* _Задание_
Перепечатайте все строки ниже слово в слово, ничего не меняя.

----------

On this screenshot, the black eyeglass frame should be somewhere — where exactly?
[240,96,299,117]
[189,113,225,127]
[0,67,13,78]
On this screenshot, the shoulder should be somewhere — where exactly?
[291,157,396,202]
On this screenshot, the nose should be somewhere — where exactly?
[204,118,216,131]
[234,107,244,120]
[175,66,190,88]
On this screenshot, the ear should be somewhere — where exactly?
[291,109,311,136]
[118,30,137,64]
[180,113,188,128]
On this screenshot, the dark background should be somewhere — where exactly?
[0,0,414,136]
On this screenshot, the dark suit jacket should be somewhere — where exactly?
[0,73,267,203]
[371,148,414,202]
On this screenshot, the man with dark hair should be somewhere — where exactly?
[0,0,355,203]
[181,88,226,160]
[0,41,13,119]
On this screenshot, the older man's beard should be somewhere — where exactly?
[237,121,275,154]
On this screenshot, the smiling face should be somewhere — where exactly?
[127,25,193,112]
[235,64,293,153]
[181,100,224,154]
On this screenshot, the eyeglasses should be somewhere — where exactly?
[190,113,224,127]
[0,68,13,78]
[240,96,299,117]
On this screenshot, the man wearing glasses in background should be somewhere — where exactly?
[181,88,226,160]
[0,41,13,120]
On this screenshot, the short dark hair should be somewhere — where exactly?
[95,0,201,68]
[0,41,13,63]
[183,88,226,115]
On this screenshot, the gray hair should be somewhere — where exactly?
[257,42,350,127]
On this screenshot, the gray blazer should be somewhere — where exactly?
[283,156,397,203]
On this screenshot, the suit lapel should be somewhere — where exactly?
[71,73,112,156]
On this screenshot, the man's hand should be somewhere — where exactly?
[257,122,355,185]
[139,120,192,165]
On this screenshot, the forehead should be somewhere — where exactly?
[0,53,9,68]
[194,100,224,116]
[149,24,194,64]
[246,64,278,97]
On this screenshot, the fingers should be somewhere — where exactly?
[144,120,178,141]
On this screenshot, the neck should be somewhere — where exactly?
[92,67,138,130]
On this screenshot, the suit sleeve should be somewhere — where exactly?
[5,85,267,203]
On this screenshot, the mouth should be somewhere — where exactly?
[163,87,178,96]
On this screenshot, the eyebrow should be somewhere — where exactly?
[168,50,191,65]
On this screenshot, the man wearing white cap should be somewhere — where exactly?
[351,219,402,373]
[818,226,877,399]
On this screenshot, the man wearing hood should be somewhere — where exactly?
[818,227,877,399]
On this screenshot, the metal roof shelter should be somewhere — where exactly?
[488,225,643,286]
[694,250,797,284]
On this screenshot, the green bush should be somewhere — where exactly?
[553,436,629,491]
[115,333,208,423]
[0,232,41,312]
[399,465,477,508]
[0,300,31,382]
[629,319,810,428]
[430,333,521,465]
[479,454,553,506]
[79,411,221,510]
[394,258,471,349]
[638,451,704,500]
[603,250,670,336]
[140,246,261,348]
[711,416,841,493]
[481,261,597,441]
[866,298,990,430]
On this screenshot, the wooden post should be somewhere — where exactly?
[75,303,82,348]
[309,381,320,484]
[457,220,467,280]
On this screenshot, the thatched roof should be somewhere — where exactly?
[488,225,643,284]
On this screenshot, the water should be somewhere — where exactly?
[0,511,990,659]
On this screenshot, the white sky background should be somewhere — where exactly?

----------

* _Письменный ответ_
On this screenshot, the black eyeglass frame should be somewhere — where exactly?
[240,96,299,117]
[189,113,225,127]
[0,67,13,78]
On this screenshot, the shoulder should be somewhere — where exactly?
[291,157,396,202]
On this screenshot, the nose should be somewhere — where exactly?
[204,118,216,131]
[234,107,244,120]
[175,66,190,88]
On this screenshot, the ear should be somewhere — where exactly?
[291,109,311,136]
[118,30,137,64]
[180,113,188,128]
On this screenshot, the dark background should be somewhere — where exactly?
[0,0,414,136]
On this screenshot, the dark suit jacket should be somewhere — where exactly?
[0,73,267,203]
[371,148,414,202]
On this screenshot, the man with dark hair should be somewhere — where exactly?
[0,0,355,203]
[181,88,226,160]
[0,41,13,119]
On this screenshot, the older man's beard should be somewhere — where exactly?
[237,121,275,154]
On this screenshot, the smiling face should be somewhere — where exactly?
[127,25,193,112]
[235,64,293,153]
[181,100,224,154]
On this screenshot, the eyeglasses should be somewhere — where exactly?
[190,113,224,127]
[0,68,13,78]
[240,96,299,117]
On this screenshot, the man wearing glasses in background should be somewhere — where exactly?
[181,88,226,160]
[0,41,13,120]
On this screenshot, the short dark hair should be somewhere — where exactly?
[95,0,201,68]
[0,41,13,63]
[183,88,226,115]
On this screenshot, the gray hair should be somewhere — where exactly?
[257,42,350,127]
On this screenshot, the gray blazer should be somewhere — where exactly?
[283,156,397,203]
On this screenshot, the suit lapel should be somewhere — where exactly?
[71,73,112,156]
On this screenshot, the man's hand should be somewhere — where exactly?
[257,122,355,185]
[139,120,192,165]
On this screenshot, the forehead should be somewhere — where exactly?
[0,53,9,68]
[194,100,224,116]
[149,24,194,64]
[246,64,278,97]
On this screenshot, the fingers should be somewhere — where exactly?
[144,120,178,141]
On this screenshot, the neck should be somewhere — where exactly?
[92,67,138,130]
On this screenshot, the suit sleeve should be somewhere — where exactly?
[5,85,267,203]
On this screenshot, the mouth should be somewhere — where exactly?
[163,87,178,96]
On this screenshot, the eyebrow should be somewhere — where exactly?
[168,50,191,65]
On this screenshot, the man wearing white cap should be somewhere — where exactly?
[351,219,402,373]
[818,226,877,399]
On this screenshot, the man wearing hood should be somewhere — where exactly?
[818,227,877,399]
On this screenshot, the metal roof shelter should be somewhere — where exactly?
[488,225,643,286]
[694,250,797,284]
On this screenshot, the green bush should be somewhere — where exactly?
[553,436,629,491]
[115,333,208,423]
[0,232,41,312]
[399,465,477,508]
[0,300,31,382]
[629,319,810,428]
[430,333,521,465]
[479,454,553,506]
[79,411,221,510]
[394,258,471,349]
[638,451,704,500]
[603,250,670,336]
[140,246,261,348]
[711,416,841,493]
[481,261,597,441]
[866,298,990,430]
On this screenshot, the wooden post should be somewhere — where exactly?
[75,303,82,348]
[309,381,320,484]
[457,220,467,280]
On this screenshot, the thatched roof should be somewhere — where exactly?
[488,225,643,284]
On this screenshot, the water should be somewhere — where exactly?
[0,511,990,659]
On this screenshot, the white sky background should be somewhere — where exactly?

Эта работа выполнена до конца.